* **SELECTED PASSAGE**:

# Halloween Forum Mascot VOTE POLL



## MsMeeple (Aug 21, 2004)

Wow, they are all very nice! And all cartoonish! Forum members think alike 

My personal favorite is #6.
Wish I could vote for more than one


----------



## Morgan (Nov 4, 2009)

Great looking entries, wish you all good luck.


----------



## Terra (Sep 23, 2007)

That was a tough, *tough* decision. YIKES. So many great ones to choose from. Great job everybody!


----------



## Eyegore (Aug 23, 2008)

Outstanding entries! Good job everyone! My favorite is #10. So kudos to you if you designed it! If a change could be made to it, it would be the cloths color! But, it's a minor thing in my opinion!

Great Job everyone!


----------



## larry (Apr 5, 2002)

PLEASE NOTE: Items 18-higher were added a couple of hours after the poll started. 

If you voted prior to the time when these items were added and wish to change your vote from an entry 1-17 to something 18-higher, please send me a private message (only if you voted within the first couple of hours of poll and want to change your vote).


----------



## Uruk-Hai (Aug 31, 2008)

Great entries everyone! I wish I had had time to do something up alas, too busy!


----------



## Herman Secret (Oct 1, 2007)

Great job everyone that entered. Hard to choose a favorite so apologies to the 26 I wasn't able to vote for


----------



## Thom_Serveaux (May 8, 2008)

pm'd you about one of my entries, larry...


----------



## ElGuapoGuano (Oct 5, 2006)

I resisted the urge to vote for my own entry, just cause 10 is so good. With 46% of the vote at this time. I think we've got a winner. Whoever created that one, kudos, great job man! Very professional. :>)


----------



## ElGuapoGuano (Oct 5, 2006)

ElGuapoGuano said:


> I resisted the urge to vote for my own entry, just cause 10 is so good. With 46% of the vote at this time. I think we've got a winner. Whoever created that one, kudos, great job man! Very professional. :>)


 Also I wanna give props to number 3, a close second...


----------



## hallorenescene (Dec 28, 2007)

some tough choices there. very nice work done by all. wish you all the best.


----------



## Growler (Aug 12, 2008)

Ok, if my choice wins I'm actually going to have to scrape the money together this year. I just loved it!


----------



## Frankie's Girl (Aug 27, 2007)

That was WAY harder to choose than I'd thought it would be! AWESOME selection and talent here!

I have a good idea about the members on a few, tho.


----------



## Thom_Serveaux (May 8, 2008)

* **TASKS FOR THIS EXERCISE**:
1. From the mascot poll thread, write out everything from "## Frankie's Girl" down to "a few, tho.".
2. For each statement, say whether the mascot poll thread agrees, answering yes or no and quoting the words that decide it. (a) Items 18 and higher were added a couple of hours after the poll started. (b) ElGuapoGuano voted for his own entry. (c) Eyegore names #6 as his favorite.
3. Answer these questions from the mascot poll thread.
(a) Which number does MsMeeple name as a personal favorite?
(b) What share of the vote does ElGuapoGuano say number 10 had at that time?
(c) Which number does ElGuapoGuano call a close second?

* **SUPPLIED DATA**:

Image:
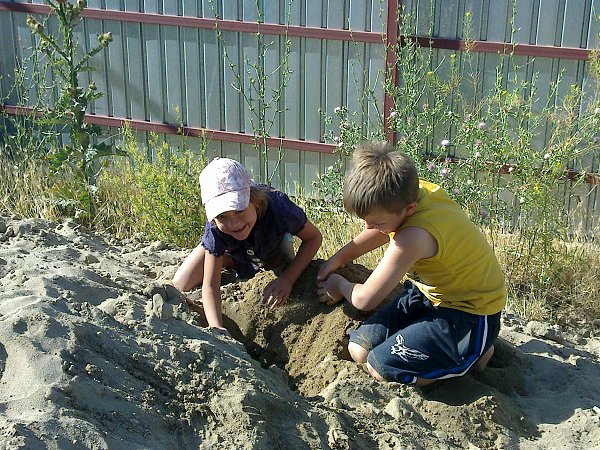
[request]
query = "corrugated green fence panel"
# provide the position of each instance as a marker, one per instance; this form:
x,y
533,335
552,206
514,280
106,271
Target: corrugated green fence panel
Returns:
x,y
7,55
134,76
293,101
497,21
575,22
213,149
376,77
447,16
193,80
313,77
378,16
314,13
274,84
549,19
291,171
310,169
173,76
231,81
115,58
525,22
154,80
250,67
335,76
592,36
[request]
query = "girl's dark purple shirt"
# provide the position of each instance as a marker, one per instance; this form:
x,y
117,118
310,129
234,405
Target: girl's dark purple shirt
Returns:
x,y
282,216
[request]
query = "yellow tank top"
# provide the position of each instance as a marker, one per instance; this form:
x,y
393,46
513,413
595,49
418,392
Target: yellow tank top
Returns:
x,y
464,274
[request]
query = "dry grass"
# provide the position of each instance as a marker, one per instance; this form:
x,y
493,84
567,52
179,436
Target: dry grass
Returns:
x,y
568,287
24,191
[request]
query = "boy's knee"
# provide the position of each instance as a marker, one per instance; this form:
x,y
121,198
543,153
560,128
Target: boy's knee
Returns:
x,y
358,353
374,373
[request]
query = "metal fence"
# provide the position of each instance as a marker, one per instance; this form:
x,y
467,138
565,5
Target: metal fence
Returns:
x,y
168,66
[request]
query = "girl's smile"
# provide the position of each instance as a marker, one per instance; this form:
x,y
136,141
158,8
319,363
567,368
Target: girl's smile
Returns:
x,y
237,224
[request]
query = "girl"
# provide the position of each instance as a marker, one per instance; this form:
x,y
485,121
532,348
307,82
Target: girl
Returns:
x,y
249,227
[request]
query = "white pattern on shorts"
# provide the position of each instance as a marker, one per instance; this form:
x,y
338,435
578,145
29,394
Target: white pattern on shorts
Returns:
x,y
404,352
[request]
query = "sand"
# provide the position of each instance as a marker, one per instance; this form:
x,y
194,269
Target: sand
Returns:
x,y
98,351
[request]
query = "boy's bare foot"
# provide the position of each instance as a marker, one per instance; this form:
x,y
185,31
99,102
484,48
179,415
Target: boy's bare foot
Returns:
x,y
483,360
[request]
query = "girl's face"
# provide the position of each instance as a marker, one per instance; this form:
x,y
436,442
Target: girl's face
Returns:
x,y
237,224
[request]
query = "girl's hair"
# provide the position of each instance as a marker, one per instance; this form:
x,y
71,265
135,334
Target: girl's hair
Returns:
x,y
380,177
259,198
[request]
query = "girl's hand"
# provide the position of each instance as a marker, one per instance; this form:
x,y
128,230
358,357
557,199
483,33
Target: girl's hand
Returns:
x,y
329,291
277,292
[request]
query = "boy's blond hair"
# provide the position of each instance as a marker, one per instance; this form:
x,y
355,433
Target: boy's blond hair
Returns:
x,y
380,177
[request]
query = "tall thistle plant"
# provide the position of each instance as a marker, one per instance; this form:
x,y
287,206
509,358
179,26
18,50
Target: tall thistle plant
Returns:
x,y
81,155
260,87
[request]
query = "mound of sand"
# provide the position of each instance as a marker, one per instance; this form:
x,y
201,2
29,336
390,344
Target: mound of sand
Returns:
x,y
96,352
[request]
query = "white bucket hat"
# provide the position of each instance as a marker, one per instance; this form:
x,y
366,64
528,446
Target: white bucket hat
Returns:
x,y
224,186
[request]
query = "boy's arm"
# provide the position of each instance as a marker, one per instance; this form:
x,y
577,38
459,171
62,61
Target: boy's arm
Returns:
x,y
409,245
211,290
366,241
278,291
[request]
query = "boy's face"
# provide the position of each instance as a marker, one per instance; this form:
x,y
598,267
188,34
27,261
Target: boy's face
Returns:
x,y
237,224
385,221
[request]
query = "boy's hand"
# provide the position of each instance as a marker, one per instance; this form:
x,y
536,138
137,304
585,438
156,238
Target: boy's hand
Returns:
x,y
221,330
277,292
327,268
329,290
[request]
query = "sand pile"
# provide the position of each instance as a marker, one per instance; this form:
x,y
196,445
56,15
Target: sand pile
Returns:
x,y
95,352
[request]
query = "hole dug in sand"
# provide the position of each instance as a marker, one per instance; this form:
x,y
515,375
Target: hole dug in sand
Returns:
x,y
304,338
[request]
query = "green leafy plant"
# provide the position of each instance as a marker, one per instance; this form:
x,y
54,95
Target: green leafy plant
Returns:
x,y
159,198
483,147
261,87
82,154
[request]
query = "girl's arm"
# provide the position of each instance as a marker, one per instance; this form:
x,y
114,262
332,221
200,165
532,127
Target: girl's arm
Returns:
x,y
211,290
279,290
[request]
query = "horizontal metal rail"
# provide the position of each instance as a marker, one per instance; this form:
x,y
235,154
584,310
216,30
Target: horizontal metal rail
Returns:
x,y
545,51
241,138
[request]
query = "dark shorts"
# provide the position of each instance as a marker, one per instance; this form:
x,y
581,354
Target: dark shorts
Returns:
x,y
410,338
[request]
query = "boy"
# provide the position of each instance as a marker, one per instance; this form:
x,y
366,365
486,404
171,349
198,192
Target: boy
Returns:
x,y
446,321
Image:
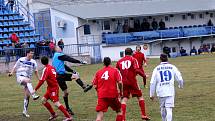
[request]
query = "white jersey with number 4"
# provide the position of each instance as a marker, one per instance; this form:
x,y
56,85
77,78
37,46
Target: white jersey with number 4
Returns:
x,y
25,67
163,78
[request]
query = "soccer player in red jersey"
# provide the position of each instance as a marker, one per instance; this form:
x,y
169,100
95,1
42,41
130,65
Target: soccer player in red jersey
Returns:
x,y
141,58
128,67
105,82
49,75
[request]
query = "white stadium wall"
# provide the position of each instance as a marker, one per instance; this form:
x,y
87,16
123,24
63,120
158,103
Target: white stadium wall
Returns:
x,y
114,51
68,34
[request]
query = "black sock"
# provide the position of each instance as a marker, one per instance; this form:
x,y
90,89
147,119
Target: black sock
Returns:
x,y
80,83
66,102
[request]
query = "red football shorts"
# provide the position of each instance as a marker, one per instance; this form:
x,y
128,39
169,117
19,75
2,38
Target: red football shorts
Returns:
x,y
132,90
104,103
53,95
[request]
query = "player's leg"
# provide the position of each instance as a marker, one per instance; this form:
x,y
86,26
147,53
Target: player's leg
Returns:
x,y
26,102
102,106
63,110
78,80
48,106
123,106
27,83
62,84
136,92
100,116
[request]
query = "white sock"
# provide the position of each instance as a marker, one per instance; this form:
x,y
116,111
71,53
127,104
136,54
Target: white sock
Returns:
x,y
163,113
169,114
30,88
26,101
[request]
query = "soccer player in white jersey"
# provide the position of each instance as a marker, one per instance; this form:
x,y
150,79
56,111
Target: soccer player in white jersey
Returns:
x,y
24,67
162,82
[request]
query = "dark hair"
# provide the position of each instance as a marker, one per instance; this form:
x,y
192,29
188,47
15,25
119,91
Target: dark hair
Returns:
x,y
107,61
138,46
44,60
163,57
128,51
29,50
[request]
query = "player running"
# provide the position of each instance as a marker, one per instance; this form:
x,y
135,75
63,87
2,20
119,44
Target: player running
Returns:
x,y
105,82
128,67
162,82
63,75
24,67
49,75
141,60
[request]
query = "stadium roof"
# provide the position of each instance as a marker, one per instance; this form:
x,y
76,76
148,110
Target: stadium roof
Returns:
x,y
98,9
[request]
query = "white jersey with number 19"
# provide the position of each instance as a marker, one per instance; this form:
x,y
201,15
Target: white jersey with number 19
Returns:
x,y
163,78
25,67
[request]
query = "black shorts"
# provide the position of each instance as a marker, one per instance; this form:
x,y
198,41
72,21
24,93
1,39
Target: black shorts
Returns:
x,y
62,78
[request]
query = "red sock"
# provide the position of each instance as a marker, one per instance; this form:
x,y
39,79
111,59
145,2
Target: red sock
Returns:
x,y
62,109
142,107
123,106
49,108
119,118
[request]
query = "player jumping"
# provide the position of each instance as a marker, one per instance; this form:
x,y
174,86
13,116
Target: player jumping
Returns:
x,y
128,67
49,75
63,75
162,82
105,82
24,68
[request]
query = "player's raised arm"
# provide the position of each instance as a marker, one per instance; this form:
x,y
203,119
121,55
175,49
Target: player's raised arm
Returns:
x,y
14,67
153,84
179,78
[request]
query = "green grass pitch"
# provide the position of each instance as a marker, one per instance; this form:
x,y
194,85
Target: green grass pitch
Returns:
x,y
196,102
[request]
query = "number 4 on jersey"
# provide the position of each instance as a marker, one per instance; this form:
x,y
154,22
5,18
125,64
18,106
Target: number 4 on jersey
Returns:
x,y
105,75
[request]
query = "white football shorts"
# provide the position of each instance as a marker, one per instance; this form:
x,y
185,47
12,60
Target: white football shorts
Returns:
x,y
168,102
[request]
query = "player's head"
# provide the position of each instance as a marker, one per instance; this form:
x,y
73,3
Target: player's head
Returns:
x,y
138,48
57,49
107,61
128,51
30,54
44,60
163,57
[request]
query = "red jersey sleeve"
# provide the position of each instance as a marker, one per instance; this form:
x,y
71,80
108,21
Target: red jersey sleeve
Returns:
x,y
95,80
135,63
44,74
118,76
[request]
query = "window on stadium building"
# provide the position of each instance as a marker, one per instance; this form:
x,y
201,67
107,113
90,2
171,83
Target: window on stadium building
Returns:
x,y
106,25
42,22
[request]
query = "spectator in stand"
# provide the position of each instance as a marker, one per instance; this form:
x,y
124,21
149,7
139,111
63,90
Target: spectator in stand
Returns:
x,y
18,50
193,51
154,24
11,4
162,25
200,50
61,44
205,49
7,51
125,27
213,49
14,38
145,25
137,26
210,23
183,52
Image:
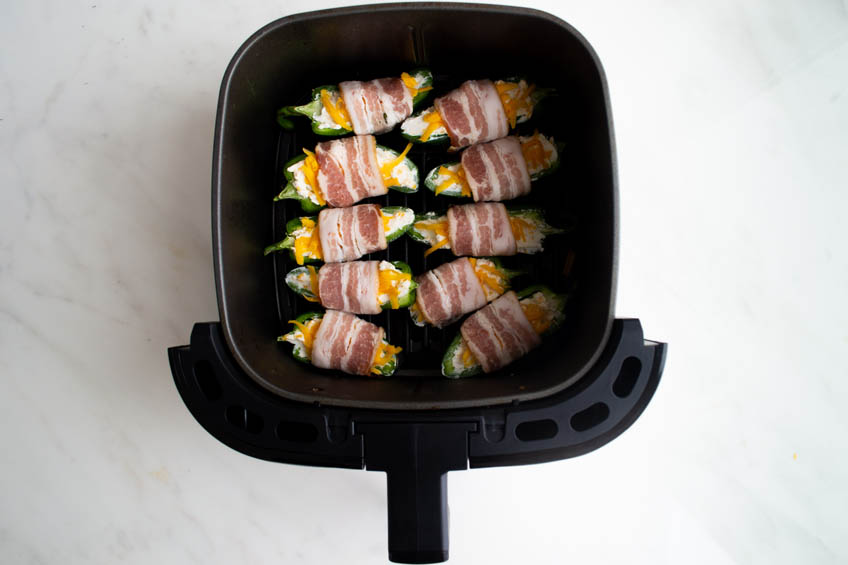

* **ANSWER SET**:
1.
## Frankie's Girl (Aug 27, 2007)

That was WAY harder to choose than I'd thought it would be! AWESOME selection and talent here!

I have a good idea about the members on a few, tho.

2.
(a) Yes: "Items 18-higher were added a couple of hours after the poll started."
(b) No: "I resisted the urge to vote for my own entry"
(c) No: "My favorite is #10."

3.
(a) #6
(b) 46%
(c) Number 3